* Text to read:
Begin
Arai’s managing director knew what I was going to ask before I asked it. “Standards are necessary, but they’re not everything,” Brian Weston told the assembled motojournos. It was a theme that pervaded his entire presentation on the features and benefits of the new Corsair X. But if standards aren’t everything, how do you quantify the safety of a helmet? You can’t. And that’s a problem.
[Full disclosure: Arai wanted me to test out the new Corsair X so badly they put me up at a Holiday Inn Express in Willows, CA, rented Thunder Hill Raceway, and lined up an array of Ducatis for me to flog throughout the day. That was very nice of them, despite the fact it’s impossible to thoroughly evaluate a helmet in a few hours of track time. But hey, fun!]
Helmets solve an obvious purpose: protect your head and the important squishy bits inside during a crash. How they do that is through a combination of a hardened, deformable shell and a series of varying density foam layers placed in key positions inside. Between the shell and those linings, they reduce the deceleration of your head on impact and dissipate the forces trying to crush your skull across the widest area possible.
Every helmet sold in the U.S. adheres to the Department of Transportation standard (that’s what those little “DOT” stickers indicate), but there are two other major independent standards helmet manufacturers use. In the states, it’s Snell, a nonprofit research and testing group that’s funded by several major helmet makers. The other is the Economic Commission for Europe (ECE) 22.05 standard, the most widely used in the world, recognized by over 50 countries, and has a massive presence in motorsport.
Think of DOT as getting a high school diploma, while Snell is a liberal arts degree from Florida State and ECE 22.05 is a Master’s from Cambridge.
But here’s the problems with all of these tests: they’re scientific. No, science isn’t bad, it’s just that these tests have to be easily replicated to reach a rating and those don’t always convey real-world crashes. How many times have you been riding and took a direct hit to the head by a 10-pound anvil?
The Snell standard – which Arai helped develop, funds and adheres to – underwent a substantial overhaul a few years back and the new Snell 2010 (nee 2015, same thing) rating is seen as a massive improvement. The Snell test now involves, among other things, dropping five different anvils onto the helmet, dropping it from a variety of heights (higher than DOT), and shooting the visor with a few pellets fired from an air rifle. The ECE does everything from testing abrasion resistance to shell deformation and even the chin strap. It also requires re-certification throughout a helmet’s production life, ensuring things stay in-shape as tooling wears. They’re both thorough and – for all intents and purposes – the best we’ve got. But it’s a shame we can’t do better.
Or at least communicate their benefits to consumers better. While each standard has its proponents and detractors, the real debate should be around how the helmet functions in a real, honest-to-god-this-thing-is-going-to-save-my-brain crash.
Unfortunately, that’s nearly impossible to quantify in any substantive way. And worse, there isn’t a clear way to ensure that makes sense to you or me or anyone shopping for a helmet in the overcrowded and variously priced marketplace.
That’s part of the case Arai is making, and its newest flagship – the Corsair X – is its latest argument.
End
In the text on motorcycle helmet standards, why does the writer call it a problem that the helmet tests are "scientific"?

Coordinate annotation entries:
Begin
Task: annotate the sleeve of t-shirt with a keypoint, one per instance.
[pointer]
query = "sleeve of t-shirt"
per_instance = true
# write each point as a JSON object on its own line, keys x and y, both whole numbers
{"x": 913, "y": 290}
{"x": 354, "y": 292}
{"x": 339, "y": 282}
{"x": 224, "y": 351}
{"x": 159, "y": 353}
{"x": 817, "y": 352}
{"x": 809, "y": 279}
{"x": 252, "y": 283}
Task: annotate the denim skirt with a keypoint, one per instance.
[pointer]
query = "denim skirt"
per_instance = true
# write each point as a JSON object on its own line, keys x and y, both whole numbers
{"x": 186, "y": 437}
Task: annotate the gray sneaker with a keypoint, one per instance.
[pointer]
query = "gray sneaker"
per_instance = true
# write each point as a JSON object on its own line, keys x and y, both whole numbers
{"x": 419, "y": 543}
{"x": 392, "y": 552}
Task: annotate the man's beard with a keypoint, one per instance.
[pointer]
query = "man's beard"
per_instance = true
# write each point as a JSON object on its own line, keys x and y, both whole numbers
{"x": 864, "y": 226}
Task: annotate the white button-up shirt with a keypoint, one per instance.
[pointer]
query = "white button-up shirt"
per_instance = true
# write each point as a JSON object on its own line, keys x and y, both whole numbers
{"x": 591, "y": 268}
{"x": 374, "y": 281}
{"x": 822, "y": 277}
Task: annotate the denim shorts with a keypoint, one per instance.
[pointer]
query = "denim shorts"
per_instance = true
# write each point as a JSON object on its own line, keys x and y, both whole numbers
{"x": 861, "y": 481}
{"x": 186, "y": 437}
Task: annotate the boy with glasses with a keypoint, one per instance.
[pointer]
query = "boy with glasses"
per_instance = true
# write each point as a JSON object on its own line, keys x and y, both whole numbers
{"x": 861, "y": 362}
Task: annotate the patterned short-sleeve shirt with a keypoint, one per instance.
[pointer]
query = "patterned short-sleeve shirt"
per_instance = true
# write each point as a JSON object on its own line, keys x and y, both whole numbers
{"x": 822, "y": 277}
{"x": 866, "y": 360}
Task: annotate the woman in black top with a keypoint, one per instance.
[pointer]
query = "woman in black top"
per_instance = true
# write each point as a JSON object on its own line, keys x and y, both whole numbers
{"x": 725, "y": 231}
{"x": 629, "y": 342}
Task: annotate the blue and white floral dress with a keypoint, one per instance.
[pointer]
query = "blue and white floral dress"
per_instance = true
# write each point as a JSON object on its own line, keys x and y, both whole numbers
End
* Finished exercise:
The tests must be easy to replicate in order to produce a rating, and tests built that way don't always reflect real-world crashes.